* **Tarefa escrita 1**:
Pode apresentar em uma tabela Markdown, com as colunas "Nº" e "Linha", as linhas dos registros que começam na linha que contém "trace the outline of every instance of the woman" e param após a linha que contém "40L29 40L31 41L31", sem as linhas em branco?

* **Artigo**:
━━━━

Sunday, 17 de November de 2024 ISSN 1519-7670 - Ano 24 - nº 1314

Sobre a entrevista de um megaempresário

O mundo parou. O doutor Jorge falou no jornal Zero Hora de domingo, 4 de maio de 2014. Não eu, pobre diabo. Estou falando do Jorge Gerdau Johannpeter, que fala coisas e, não tão estranhamente, todos, até a esquerda, não ousam questioná-lo. Como se enredou em uma barafunda, que, a bem da verdade, só é barafunda porque o PT está envolvido – se fosse barafunda tucana seria irrelevante. Voltando ao doutor Jorge, que está todo prosa, primeiro disse uma frase lapidar: “O Estado e seus privilegiados servidores não atendem à premissa de todo mortal, que é estar inseguro quanto ao futuro, e por isso se acomodam e nada criam, nada inovam”. Depois engatou outro comentário afirmando que nós, gaúchos, somos acomodados. Só faltou comentar que o contrato social, no sentido rousseauniano, está caduco e já é hora de voltarmos ao estado de natureza, à barbárie, enfim. Darwinismo econômico é a solução.

━━━━

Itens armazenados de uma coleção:

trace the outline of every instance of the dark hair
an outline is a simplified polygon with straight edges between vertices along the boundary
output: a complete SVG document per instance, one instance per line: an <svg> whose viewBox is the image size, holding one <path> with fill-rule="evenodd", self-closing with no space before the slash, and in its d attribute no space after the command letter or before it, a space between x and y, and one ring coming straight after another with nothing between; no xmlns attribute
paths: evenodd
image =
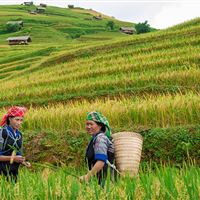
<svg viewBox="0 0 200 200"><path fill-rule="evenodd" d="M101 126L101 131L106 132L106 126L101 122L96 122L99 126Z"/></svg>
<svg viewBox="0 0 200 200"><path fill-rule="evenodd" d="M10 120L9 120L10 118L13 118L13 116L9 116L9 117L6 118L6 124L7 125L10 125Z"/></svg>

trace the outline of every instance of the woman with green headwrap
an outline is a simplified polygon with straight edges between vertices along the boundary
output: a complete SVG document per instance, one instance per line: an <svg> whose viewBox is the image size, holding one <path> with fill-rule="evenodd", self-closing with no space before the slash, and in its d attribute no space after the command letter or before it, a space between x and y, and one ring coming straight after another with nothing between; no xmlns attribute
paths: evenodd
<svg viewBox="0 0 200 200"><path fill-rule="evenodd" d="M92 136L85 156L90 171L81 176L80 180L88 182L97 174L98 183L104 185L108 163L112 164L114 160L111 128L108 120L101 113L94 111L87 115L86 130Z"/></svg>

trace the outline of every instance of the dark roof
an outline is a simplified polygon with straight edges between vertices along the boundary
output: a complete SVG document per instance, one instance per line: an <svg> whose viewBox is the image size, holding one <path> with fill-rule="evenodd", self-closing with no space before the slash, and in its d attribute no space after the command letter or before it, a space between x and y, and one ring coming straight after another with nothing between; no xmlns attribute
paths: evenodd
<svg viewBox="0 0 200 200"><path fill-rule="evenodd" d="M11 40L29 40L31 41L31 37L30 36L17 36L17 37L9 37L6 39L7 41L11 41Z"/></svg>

━━━━

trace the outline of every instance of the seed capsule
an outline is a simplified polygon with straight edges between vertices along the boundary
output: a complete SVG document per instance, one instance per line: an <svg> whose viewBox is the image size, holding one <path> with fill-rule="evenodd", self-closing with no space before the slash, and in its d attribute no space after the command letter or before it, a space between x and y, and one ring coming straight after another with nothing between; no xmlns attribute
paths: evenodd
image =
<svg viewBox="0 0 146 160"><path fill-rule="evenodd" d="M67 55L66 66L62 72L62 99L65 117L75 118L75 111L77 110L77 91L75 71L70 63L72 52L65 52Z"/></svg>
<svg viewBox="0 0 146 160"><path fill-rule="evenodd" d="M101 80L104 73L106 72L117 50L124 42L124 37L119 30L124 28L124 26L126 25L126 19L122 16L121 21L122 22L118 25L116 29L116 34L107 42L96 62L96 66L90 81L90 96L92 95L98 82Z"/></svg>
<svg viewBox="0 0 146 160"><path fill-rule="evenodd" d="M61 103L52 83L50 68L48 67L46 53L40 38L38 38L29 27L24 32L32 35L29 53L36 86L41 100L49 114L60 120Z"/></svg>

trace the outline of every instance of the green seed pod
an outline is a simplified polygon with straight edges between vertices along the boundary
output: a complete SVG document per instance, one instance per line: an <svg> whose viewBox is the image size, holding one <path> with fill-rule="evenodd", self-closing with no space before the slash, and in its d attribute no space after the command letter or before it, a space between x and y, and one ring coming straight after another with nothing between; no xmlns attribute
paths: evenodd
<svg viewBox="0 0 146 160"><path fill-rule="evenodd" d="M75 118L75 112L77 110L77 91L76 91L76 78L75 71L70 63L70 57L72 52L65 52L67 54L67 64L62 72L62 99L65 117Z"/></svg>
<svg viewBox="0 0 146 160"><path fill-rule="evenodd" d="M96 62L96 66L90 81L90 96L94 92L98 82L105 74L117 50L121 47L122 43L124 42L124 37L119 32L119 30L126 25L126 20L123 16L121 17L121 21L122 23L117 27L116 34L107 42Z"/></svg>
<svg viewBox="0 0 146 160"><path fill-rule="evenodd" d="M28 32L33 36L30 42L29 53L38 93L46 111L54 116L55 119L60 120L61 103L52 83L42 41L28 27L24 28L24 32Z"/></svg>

━━━━

* **Tarefa escrita 2**:
Como fica o trecho do artigo que começa nas palavras "O mundo parou." e termina após "é a solução." se "barafunda" for substituído por "confusão"?

* **Resolução detalhada 1**:
| Nº | Linha |
|---|---|
| 1 | trace the outline of every instance of the woman with green headwrap |
| 2 | an outline is a simplified polygon with straight edges between vertices along the boundary |
| 3 | output: a complete SVG document per instance, one instance per line: an <svg> whose viewBox is the image size, holding one <path> with fill-rule="evenodd", self-closing with no space before the slash, and in its d attribute no space after the command letter or before it, a space between x and y, and one ring coming straight after another with nothing between; no xmlns attribute |
| 4 | paths: evenodd |
| 5 | <svg viewBox="0 0 200 200"><path fill-rule="evenodd" d="M92 136L85 156L90 171L81 176L80 180L88 182L97 174L98 183L104 185L108 163L112 164L114 160L111 128L108 120L101 113L94 111L87 115L86 130Z"/></svg> |
| 6 | trace the outline of every instance of the dark roof |
| 7 | an outline is a simplified polygon with straight edges between vertices along the boundary |
| 8 | output: a complete SVG document per instance, one instance per line: an <svg> whose viewBox is the image size, holding one <path> with fill-rule="evenodd", self-closing with no space before the slash, and in its d attribute no space after the command letter or before it, a space between x and y, and one ring coming straight after another with nothing between; no xmlns attribute |
| 9 | paths: evenodd |
| 10 | <svg viewBox="0 0 200 200"><path fill-rule="evenodd" d="M11 40L29 40L31 41L31 37L30 36L17 36L17 37L9 37L6 39L7 41L11 41Z"/></svg> |

* **Resolução detalhada 2**:
O mundo parou. O doutor Jorge falou no jornal Zero Hora de domingo, 4 de maio de 2014. Não eu, pobre diabo. Estou falando do Jorge Gerdau Johannpeter, que fala coisas e, não tão estranhamente, todos, até a esquerda, não ousam questioná-lo. Como se enredou em uma confusão, que, a bem da verdade, só é confusão porque o PT está envolvido – se fosse confusão tucana seria irrelevante. Voltando ao doutor Jorge, que está todo prosa, primeiro disse uma frase lapidar: “O Estado e seus privilegiados servidores não atendem à premissa de todo mortal, que é estar inseguro quanto ao futuro, e por isso se acomodam e nada criam, nada inovam”. Depois engatou outro comentário afirmando que nós, gaúchos, somos acomodados. Só faltou comentar que o contrato social, no sentido rousseauniano, está caduco e já é hora de voltarmos ao estado de natureza, à barbárie, enfim. Darwinismo econômico é a solução.